(Stored data entries)
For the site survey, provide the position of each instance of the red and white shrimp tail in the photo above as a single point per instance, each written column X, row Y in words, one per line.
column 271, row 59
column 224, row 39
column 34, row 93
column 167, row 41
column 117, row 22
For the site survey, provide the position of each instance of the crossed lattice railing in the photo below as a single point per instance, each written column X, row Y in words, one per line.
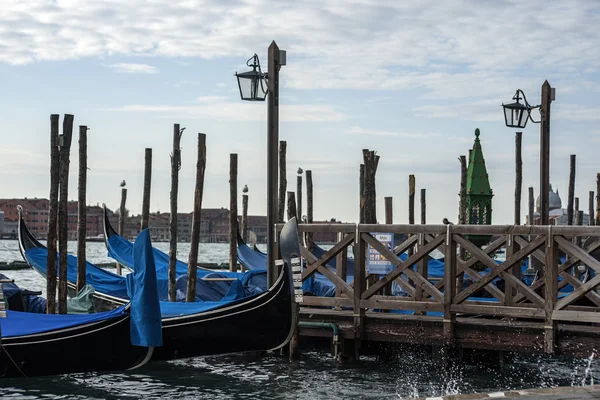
column 477, row 286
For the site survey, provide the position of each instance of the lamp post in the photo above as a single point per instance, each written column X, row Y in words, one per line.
column 253, row 87
column 516, row 115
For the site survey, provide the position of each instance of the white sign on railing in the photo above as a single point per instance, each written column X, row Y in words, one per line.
column 376, row 263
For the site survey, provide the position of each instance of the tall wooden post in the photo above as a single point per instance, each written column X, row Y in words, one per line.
column 299, row 194
column 309, row 208
column 545, row 153
column 122, row 217
column 597, row 199
column 282, row 181
column 245, row 213
column 63, row 211
column 361, row 190
column 411, row 199
column 389, row 217
column 423, row 206
column 591, row 208
column 518, row 176
column 462, row 211
column 530, row 208
column 196, row 219
column 175, row 167
column 81, row 210
column 291, row 203
column 371, row 161
column 571, row 190
column 233, row 227
column 147, row 184
column 52, row 216
column 273, row 140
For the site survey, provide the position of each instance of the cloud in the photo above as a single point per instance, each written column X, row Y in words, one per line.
column 218, row 107
column 134, row 68
column 355, row 130
column 463, row 48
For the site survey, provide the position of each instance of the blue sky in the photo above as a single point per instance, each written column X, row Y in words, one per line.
column 411, row 80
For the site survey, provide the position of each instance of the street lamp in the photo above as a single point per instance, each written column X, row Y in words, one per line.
column 516, row 115
column 252, row 84
column 253, row 87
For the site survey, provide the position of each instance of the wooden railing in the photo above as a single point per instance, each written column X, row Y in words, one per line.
column 543, row 300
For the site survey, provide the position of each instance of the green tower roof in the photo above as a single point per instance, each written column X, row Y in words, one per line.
column 477, row 178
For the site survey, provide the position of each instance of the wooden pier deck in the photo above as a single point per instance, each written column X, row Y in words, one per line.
column 539, row 318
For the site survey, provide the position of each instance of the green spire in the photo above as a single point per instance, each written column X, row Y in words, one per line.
column 477, row 177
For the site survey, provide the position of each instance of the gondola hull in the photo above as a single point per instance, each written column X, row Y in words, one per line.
column 99, row 346
column 260, row 323
column 255, row 323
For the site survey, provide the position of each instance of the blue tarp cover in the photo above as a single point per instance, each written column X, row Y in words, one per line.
column 21, row 323
column 145, row 322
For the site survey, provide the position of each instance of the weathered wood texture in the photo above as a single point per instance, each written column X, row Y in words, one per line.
column 233, row 222
column 175, row 167
column 52, row 215
column 371, row 162
column 411, row 199
column 244, row 232
column 535, row 318
column 299, row 195
column 122, row 217
column 81, row 210
column 361, row 193
column 309, row 207
column 63, row 214
column 597, row 199
column 591, row 208
column 389, row 216
column 147, row 187
column 571, row 190
column 282, row 180
column 518, row 176
column 530, row 208
column 196, row 219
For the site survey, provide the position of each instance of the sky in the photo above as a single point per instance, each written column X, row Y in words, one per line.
column 411, row 80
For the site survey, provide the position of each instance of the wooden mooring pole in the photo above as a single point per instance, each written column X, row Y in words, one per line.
column 63, row 211
column 233, row 227
column 597, row 199
column 196, row 219
column 81, row 209
column 309, row 208
column 175, row 167
column 518, row 176
column 591, row 209
column 299, row 196
column 282, row 181
column 147, row 184
column 462, row 211
column 52, row 216
column 571, row 190
column 530, row 206
column 245, row 213
column 122, row 216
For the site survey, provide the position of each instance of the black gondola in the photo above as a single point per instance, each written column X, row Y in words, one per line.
column 257, row 323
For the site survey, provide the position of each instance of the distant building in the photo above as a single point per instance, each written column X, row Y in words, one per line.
column 556, row 215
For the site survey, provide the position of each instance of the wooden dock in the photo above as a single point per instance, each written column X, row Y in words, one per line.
column 539, row 318
column 559, row 393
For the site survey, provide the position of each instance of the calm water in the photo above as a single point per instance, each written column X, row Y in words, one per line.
column 315, row 376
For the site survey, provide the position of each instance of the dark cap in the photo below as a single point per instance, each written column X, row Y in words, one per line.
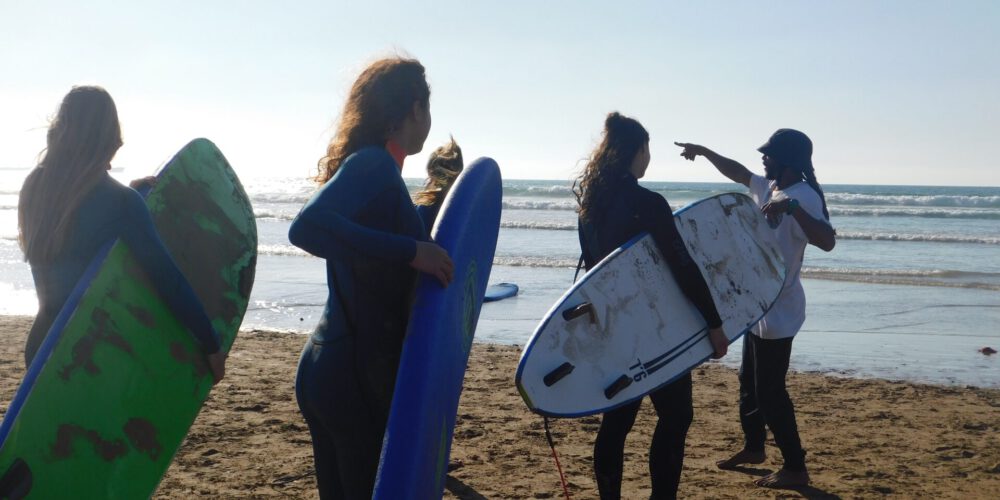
column 790, row 148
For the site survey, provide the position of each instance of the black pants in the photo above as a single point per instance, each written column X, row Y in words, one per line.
column 675, row 410
column 764, row 401
column 346, row 404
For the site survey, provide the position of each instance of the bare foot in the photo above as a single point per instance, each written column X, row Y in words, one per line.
column 742, row 458
column 783, row 479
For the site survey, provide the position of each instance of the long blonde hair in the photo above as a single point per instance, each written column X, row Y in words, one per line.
column 81, row 141
column 377, row 105
column 443, row 166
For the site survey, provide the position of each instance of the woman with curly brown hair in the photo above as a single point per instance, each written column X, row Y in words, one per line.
column 613, row 209
column 363, row 223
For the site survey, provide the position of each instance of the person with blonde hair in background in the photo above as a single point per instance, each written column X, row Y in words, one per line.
column 443, row 167
column 69, row 208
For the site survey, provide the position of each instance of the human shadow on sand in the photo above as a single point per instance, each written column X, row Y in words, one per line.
column 462, row 490
column 808, row 491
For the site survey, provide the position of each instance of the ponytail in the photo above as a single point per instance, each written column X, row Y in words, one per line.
column 810, row 176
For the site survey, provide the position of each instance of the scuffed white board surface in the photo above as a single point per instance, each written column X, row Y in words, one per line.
column 642, row 326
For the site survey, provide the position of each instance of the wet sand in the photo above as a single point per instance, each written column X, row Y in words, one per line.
column 865, row 438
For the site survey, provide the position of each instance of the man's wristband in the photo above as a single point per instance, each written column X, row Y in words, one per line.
column 792, row 205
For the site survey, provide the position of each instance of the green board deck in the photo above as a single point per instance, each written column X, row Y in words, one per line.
column 119, row 381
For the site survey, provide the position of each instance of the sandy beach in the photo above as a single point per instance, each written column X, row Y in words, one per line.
column 865, row 438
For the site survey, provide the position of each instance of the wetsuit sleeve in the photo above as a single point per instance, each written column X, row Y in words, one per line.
column 760, row 189
column 657, row 218
column 588, row 257
column 325, row 225
column 140, row 234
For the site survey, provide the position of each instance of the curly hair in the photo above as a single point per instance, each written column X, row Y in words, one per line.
column 378, row 103
column 623, row 138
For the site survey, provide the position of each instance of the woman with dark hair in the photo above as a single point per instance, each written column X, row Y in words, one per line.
column 363, row 223
column 614, row 208
column 443, row 167
column 792, row 201
column 70, row 207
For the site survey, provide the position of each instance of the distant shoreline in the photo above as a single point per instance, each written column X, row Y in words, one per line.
column 865, row 438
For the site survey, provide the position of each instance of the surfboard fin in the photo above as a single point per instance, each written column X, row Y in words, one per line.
column 579, row 310
column 16, row 482
column 558, row 374
column 617, row 386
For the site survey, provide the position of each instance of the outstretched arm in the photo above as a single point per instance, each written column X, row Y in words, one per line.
column 727, row 167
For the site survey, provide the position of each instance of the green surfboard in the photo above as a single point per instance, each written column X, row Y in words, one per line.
column 118, row 381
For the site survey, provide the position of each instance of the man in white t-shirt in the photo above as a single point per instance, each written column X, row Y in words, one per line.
column 793, row 203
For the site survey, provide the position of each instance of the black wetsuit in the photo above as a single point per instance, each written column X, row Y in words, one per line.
column 630, row 211
column 428, row 214
column 111, row 211
column 363, row 223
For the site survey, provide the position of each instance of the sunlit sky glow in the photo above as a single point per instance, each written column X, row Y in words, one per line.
column 892, row 92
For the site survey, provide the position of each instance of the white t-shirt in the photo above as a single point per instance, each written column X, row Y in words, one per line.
column 789, row 311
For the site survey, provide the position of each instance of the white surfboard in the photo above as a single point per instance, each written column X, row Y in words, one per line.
column 626, row 328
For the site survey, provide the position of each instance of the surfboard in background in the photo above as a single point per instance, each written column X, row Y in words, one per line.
column 500, row 291
column 119, row 380
column 442, row 324
column 626, row 328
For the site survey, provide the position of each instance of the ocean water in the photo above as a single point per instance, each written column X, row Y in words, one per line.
column 911, row 291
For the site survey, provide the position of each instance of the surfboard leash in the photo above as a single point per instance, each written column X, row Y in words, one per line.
column 555, row 456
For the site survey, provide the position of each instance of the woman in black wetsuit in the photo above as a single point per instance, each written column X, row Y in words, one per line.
column 614, row 208
column 69, row 208
column 363, row 223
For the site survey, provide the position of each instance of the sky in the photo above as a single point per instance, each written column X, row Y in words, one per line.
column 891, row 92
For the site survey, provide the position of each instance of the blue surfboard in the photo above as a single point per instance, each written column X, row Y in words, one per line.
column 500, row 291
column 442, row 323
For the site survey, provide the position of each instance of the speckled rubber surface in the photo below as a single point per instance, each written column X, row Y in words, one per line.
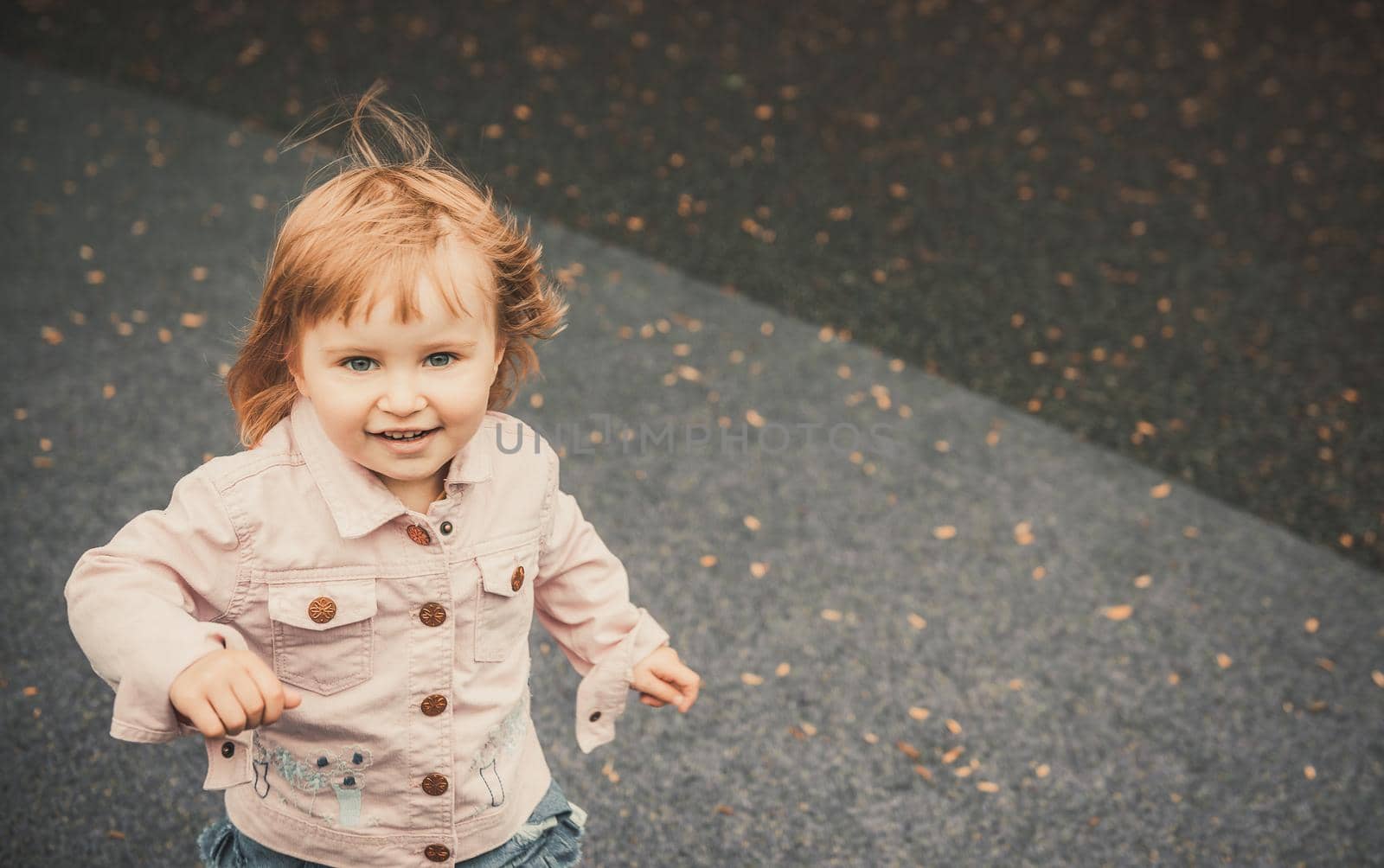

_PROBLEM DESCRIPTION_
An answer containing only the lines from the one holding "the surfboard leash" through the close of the entries above, reproduced exactly and stripped of pictures, is expected.

_PROBLEM SOLUTION_
For the site survey, provide the position of each instance of the surfboard leash in the photo above as a single point per instance, each written column X, row Y in words, one per line.
column 555, row 456
For the site survey, provide the position of each instance of the woman in black wetsuit in the photo above as a single point per instance, each written column X, row Y in words, one per line.
column 614, row 208
column 69, row 208
column 363, row 223
For the site survey, provide the position of each instance of the sky in the photo above as a single point per instance, each written column X, row Y in words, one per line.
column 891, row 92
For the site survey, provide the position of each instance of the blue surfboard in the photo above as a single point per instance, each written column X, row Y in words, one per line.
column 500, row 291
column 442, row 323
For the site survey, provide the position of each instance of the speckled rubber surface in the photo below as a single point per instance, each written column X, row Y in words, one per line.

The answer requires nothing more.